Compito assegnato A
Restituisca tutte le righe dell'elenco che contengono la parola "point", distinguendo tra maiuscole e minuscole.

Estratto del testo
+++

Alle radici del Master di Traduzione letteraria e Editing dei testi: Il Laboratorio di Babele e il Corso di perfezionamento in Traduzione letteraria

Tra i quesiti che Antonio si pone sui processi rivoluzionari e le loro contraddizioni, ci sono domande irrisolte che riguardano la figura del poeta salvadoregno Roque Dalton, da lui conosciuto a Cuba nel '68, un poeta che nel '69 dichiarava: «Seguo la rivoluzione per la via della poesia». 39  Entrato nel 1974 nell' ERP (Esercito Rivoluzionario del Popolo) verrà di lì a poco ucciso per divergenze politiche da alcuni membri della sua stessa organizzazione. Il fatto lascia un segno profondo nella storia del movimento rivoluzionario salvadoregno, ma anche in tutti coloro che seguono le vicende politiche dell'America Latina.

Antonio, che nel 1988 ha partecipato a Roma a un incontro su Roque Dalton, poeta rivoluzionario,  farà uscire nel 1991, con l'atteggiamento consueto di condividere passioni e interrogativi attraverso un lavoro di scavo collettivo con i suoi allievi, una raccolta di poesie di Dalton (La parola ferita. Poesie 1961-1975), prodotta appunto dal gruppo di lavoro sulla traduzione che ha chiamato - borgesianamente - Laboratorio di Babele. 40
Il Laboratorio farà la sua comparsa anche in altre occasioni. Verrà citato - e il gruppo di lavoro è ormai collocato nell'ambito del Corso di perfezionamento in Traduzione letteraria, nato nell'anno acc.1994-95 41- nell'ampia scelta di scritti mariateguiani intitolata L'altro marxismo di José Carlos Mariátegui, uscita nel 1994 in un numero doppio della rivista «Latinoamerica» 42.
Nelle traduzioni collettive pubblicate successivamente scompare ormai il nome del Laboratorio, per essere sostituto da quello istituzionale di Master in Traduzione letteraria e Editing dei testi, iniziato nell'anno accademico 2002-2003. Così verrà precisato nella presentazione dell'opera teatrale di Jorge Accame, Venecia 43, uscita nel 2004, così anche nell'antologia poetica Poetesse d'Argentina, uscita nel 2006.
Nella breve prefazione a quest'ultima, Nel segno della traduzione, viene messa in rilievo, del lavoro collettivo, l'enorme importanza dei suggerimenti, della circolazione di idee: «attraverso iniziative come queste» - conclude Antonio - «il Master affianca alla preparazione professionale un allargamento degli orizzonti, fondato sul dialogo fra le comunità di studiosi impegnati nell'avventura difficile e affascinante della traduzione». 44

Traduzioni impervie: José María Arguedas

In una bella antologia di letterature straniere per le scuole medie superiori (con testo originale a fronte) uscita nel gennaio 1980 per sua cura, Antonio, trattando l'area ispanoamericana, nel settimo capitolo, intitolato alla Narrativa indigenista, aveva scelto di collocare per primo un brano di José Carlos Mariátegui e subito dopo il racconto Warma Kuyay (Amore di bambino), tratto dalla raccolta Agua di José María Arguedas.

+++

Compito assegnato B
Risponda brevemente alle seguenti domande sull'estratto del testo:
(i) Dove Antonio ha conosciuto Roque Dalton?
(ii) Quale nome ha dato Antonio al gruppo di lavoro sulla traduzione?
(iii) In quale anno accademico è iniziato il Master in Traduzione letteraria e Editing dei testi?

Sezione dati

+++

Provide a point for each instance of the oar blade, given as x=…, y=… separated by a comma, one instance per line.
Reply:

+++

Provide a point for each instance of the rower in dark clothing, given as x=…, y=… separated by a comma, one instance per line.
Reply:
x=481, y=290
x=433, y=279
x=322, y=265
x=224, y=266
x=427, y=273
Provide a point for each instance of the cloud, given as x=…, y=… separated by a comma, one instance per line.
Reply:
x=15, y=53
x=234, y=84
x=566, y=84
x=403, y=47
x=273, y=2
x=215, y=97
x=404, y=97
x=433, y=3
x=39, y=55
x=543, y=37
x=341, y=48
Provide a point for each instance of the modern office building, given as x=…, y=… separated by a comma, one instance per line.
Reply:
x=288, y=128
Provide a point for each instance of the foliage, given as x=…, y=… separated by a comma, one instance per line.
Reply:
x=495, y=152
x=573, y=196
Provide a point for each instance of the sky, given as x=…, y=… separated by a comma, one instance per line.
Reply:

+++

Risposta A
Provide a point for each instance of the oar blade, given as x=…, y=… separated by a comma, one instance per line.
Provide a point for each instance of the rower in dark clothing, given as x=…, y=… separated by a comma, one instance per line.
Provide a point for each instance of the cloud, given as x=…, y=… separated by a comma, one instance per line.
Provide a point for each instance of the modern office building, given as x=…, y=… separated by a comma, one instance per line.
Provide a point for each instance of the foliage, given as x=…, y=… separated by a comma, one instance per line.
Provide a point for each instance of the sky, given as x=…, y=… separated by a comma, one instance per line.

Risposta B
(i) A Cuba.
(ii) Laboratorio di Babele.
(iii) 2002-2003.